_Page extract_
----------

This forum has been archived. All content is frozen. Please use KDE Discuss instead.

Poor performance solving sparse linear system of equations

Tags: None
(comma "," separated)
rmoraes
Registered Member
Posts
28
Karma
0
Hello everyone,

I am trying to solve a linear system A.x=b where A is a 2x2 block hepta-diagonal (sparse) matrix with the following dimensions:

Number of Columns = Number of Rows = 37106
Number of Non-Zeros: 491116

First I tried to solve the system using a direct solver (after all, it is not a huge system...), the SparseLU, as follows

Code: Select all
            Eigen::SparseMatrix<double> A(n,n);
            Eigen::SparseMatrix<double> rhs(n,1);
            A.reserve(Eigen::VectorXi::Constant(n, 15));
            // Matrix A and rhs are filled using .coeffRef(...) method. No performance issues here...
            A.makeCompressed();
            rhs.makeCompressed();
            Eigen::SparseLU<Eigen::SparseMatrix<double>> solver;
            solver.analyzePattern(A);
            solver.factorize(A);
            solver.solve(rhs);


The SparseLU solver is taking more than 10s to solve this system.

If I profile my code I see in the "Hot Path" that the method which is consuming most of the time is

Eigen::internal::sparselu_gemm<double,int>(int,int,int,double const *,int,double const *,int,double *,int)

Even if I try an iterative solver, e.g. ConjugateGradient or BiCGStab, the performance is not better. For instance, when I try the BiCGSTAB solver (with default preconditioner, but I also tried others) using the above code with the appropriate changes, it takes me more or less the same time as the SparseLU and the "Hot Path" shows me that the method which is consuming most of the time now is

Eigen::internal::sparse_time_dense_product_impl<class Eigen::SparseMatrix<double,0,int>,class Eigen::Matrix<double,-1,1,0,-1,1>,class Eigen::Matrix<double,-1,1,0,-1,1>,0,1>::run(class Eigen::SparseMatrix<double,0,int> const &,class Eigen::Matrix<double,-1,1,0,-1,1> const &,class Eigen::Matrix<double,-1,1,0,-1,1> &,double const &)

----------

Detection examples
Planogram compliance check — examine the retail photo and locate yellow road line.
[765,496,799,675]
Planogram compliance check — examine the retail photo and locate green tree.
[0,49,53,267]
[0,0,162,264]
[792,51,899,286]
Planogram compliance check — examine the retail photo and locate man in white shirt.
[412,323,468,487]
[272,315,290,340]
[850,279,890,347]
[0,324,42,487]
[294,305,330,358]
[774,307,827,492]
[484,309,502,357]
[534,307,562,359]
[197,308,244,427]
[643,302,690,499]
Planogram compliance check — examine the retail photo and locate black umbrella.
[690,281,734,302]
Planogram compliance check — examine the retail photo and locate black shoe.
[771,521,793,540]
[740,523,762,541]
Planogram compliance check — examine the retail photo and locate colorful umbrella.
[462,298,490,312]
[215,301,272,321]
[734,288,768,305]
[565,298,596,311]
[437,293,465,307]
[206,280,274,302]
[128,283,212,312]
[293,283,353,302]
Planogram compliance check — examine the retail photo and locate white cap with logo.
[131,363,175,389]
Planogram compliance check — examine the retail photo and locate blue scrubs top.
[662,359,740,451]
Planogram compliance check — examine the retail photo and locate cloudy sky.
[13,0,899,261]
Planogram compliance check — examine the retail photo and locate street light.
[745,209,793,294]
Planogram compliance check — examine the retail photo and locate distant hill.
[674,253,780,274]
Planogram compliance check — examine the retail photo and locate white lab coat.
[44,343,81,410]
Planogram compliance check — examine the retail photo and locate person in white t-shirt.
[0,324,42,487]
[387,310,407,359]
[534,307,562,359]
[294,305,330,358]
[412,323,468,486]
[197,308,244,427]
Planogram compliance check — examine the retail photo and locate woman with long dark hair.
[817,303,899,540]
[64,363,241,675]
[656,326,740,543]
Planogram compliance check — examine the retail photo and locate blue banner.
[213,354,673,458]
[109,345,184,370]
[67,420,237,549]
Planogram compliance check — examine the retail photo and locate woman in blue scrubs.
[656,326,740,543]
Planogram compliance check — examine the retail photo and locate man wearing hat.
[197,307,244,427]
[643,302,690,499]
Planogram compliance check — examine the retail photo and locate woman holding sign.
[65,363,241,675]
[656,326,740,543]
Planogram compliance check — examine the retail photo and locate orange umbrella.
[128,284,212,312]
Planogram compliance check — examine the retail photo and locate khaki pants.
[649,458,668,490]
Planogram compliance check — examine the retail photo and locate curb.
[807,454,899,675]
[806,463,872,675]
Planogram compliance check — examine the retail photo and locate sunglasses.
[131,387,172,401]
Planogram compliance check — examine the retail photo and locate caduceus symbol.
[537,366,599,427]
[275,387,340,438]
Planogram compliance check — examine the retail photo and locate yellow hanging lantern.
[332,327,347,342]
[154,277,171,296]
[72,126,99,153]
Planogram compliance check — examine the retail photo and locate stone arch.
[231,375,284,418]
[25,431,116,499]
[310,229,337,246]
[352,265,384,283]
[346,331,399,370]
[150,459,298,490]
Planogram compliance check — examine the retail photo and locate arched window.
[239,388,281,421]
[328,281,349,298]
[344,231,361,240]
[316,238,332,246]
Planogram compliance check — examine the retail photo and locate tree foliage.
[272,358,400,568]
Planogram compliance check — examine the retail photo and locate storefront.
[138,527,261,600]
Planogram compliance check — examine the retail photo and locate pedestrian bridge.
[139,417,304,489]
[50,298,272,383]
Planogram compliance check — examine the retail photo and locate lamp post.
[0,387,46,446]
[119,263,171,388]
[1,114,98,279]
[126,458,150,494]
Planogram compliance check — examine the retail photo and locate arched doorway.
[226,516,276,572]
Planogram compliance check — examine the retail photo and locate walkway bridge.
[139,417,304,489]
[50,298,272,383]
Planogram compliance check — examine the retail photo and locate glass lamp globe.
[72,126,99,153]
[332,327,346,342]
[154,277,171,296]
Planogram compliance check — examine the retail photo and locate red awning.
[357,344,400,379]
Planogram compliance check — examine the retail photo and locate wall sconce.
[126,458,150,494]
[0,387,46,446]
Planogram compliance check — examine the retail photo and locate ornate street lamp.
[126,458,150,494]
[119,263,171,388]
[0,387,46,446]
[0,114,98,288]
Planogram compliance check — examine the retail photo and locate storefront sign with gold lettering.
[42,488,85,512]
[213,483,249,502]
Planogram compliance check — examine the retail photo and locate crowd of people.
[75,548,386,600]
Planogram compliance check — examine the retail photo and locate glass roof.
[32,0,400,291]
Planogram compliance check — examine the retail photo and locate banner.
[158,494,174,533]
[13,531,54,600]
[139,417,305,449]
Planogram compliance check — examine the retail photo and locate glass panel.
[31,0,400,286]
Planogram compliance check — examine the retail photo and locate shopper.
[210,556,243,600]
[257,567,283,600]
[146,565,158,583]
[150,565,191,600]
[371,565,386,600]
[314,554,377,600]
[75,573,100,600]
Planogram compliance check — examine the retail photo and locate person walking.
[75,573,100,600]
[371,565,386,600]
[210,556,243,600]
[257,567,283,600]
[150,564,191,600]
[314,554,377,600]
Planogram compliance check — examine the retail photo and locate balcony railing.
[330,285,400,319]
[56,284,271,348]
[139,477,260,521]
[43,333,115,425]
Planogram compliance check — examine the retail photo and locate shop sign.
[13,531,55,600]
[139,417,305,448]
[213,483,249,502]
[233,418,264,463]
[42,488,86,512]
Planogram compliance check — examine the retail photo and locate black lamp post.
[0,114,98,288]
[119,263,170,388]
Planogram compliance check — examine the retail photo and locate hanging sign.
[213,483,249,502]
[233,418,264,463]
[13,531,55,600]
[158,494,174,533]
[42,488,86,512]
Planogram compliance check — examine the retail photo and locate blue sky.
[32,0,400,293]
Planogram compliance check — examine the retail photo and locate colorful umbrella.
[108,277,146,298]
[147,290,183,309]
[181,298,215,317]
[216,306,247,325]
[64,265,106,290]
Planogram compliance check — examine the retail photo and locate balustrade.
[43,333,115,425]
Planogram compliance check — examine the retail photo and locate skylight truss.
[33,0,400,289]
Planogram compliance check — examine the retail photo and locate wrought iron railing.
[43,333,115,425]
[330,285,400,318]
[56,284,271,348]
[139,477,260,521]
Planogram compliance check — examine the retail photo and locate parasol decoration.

----------

_Brief 1_
List every solver that the forum thread on the slow sparse linear system names.
_Brief 2_
Answer these questions from the forum thread on the slow sparse linear system.
(a) How many non-zeros does matrix A have?
(b) How long does the SparseLU solver take to solve the system?
(c) Which preconditioner was used with the BiCGSTAB solver?

_Finished answer 1_
SparseLU, ConjugateGradient, BiCGStab (also written BiCGSTAB)

_Finished answer 2_
(a) 491116
(b) More than 10s
(c) The default preconditioner, though others were also tried